-- BEGIN RECORD EXCERPTS --

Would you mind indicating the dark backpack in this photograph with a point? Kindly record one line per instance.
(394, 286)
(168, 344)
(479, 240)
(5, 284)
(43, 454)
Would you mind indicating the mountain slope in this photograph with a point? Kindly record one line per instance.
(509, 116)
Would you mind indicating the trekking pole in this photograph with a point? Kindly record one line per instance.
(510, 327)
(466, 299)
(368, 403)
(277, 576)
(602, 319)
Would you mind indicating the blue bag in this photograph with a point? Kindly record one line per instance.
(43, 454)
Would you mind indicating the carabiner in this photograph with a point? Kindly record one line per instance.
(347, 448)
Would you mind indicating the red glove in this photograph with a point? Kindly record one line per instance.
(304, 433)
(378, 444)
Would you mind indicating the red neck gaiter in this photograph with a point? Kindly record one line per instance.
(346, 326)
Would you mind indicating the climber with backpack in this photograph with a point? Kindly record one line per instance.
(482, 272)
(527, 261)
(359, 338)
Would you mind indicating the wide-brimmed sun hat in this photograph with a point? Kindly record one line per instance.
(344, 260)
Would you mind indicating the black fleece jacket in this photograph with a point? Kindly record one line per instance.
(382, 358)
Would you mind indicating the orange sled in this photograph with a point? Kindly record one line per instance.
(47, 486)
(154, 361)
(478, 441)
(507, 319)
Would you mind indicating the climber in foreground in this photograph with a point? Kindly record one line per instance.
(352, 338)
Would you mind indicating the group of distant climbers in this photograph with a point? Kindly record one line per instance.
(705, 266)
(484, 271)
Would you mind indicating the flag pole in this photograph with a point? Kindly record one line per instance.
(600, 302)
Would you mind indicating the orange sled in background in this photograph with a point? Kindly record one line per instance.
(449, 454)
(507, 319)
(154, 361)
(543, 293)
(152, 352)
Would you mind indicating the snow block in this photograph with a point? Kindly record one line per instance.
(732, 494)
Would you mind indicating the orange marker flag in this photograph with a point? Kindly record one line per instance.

-- END RECORD EXCERPTS --

> [PROBLEM DESCRIPTION]
Convert the entire listing above into a numbered list, omitting any blank lines.

> [COMPLETE OUTPUT]
1. Would you mind indicating the dark backpack in this photograph with a point? Kindly record one line per instance.
2. (394, 286)
3. (168, 344)
4. (479, 240)
5. (5, 284)
6. (43, 454)
7. Would you mind indicating the mountain slope in this photograph with a point? Kindly record one line per instance.
8. (509, 116)
9. Would you mind indicating the trekking pole in this photograph with a point? Kindly record one line per instance.
10. (510, 327)
11. (466, 299)
12. (368, 403)
13. (277, 576)
14. (602, 319)
15. Would you mind indicating the blue bag in this photograph with a point? Kindly record one line per instance.
16. (43, 454)
17. Would you mind indicating the carabiner in this photograph with a point? Kindly record one line per instance.
18. (347, 448)
19. Would you mind indicating the red glove in this photograph with a point? Kindly record one line per instance.
20. (304, 433)
21. (378, 444)
22. Would you mind indicating the red neck gaiter in this photograph with a point? Kindly record one line per instance.
23. (346, 326)
24. Would you mind indicating the climber with backpack in this photograph with a point? Kindly record one line per instance.
25. (482, 272)
26. (527, 261)
27. (359, 338)
28. Would you mind indicating the wide-brimmed sun hat in this photograph with a point? Kindly record one line per instance.
29. (344, 260)
30. Would you mind indicating the black fleece jacket in this photograph with a point? Kindly record one line per instance.
31. (382, 358)
32. Would you mind indicating the orange sled in this photograph with a point? Kindly record one line per instance.
33. (47, 486)
34. (154, 361)
35. (478, 441)
36. (507, 319)
37. Would you mind indicating the climber in foreground in this photograph with a point? Kindly record one line per instance.
38. (352, 338)
39. Would you mind indicating the group of distant climbers in this photograph with a point? Kindly record one line per instance.
40. (705, 266)
41. (484, 271)
42. Would you mind indicating the flag pole in this photograph with a point? Kindly record one line per instance.
43. (600, 302)
44. Would you mind indicating the orange sled in background in this photograph with a point? Kindly record one line per instance.
45. (449, 454)
46. (507, 319)
47. (154, 361)
48. (543, 293)
49. (152, 352)
50. Would you mind indicating the snow block in this photograph with a point? Kindly record one line per instance.
51. (732, 494)
52. Would you mind indicating the orange marker flag in this photograph with a point? Kindly record one line per instance.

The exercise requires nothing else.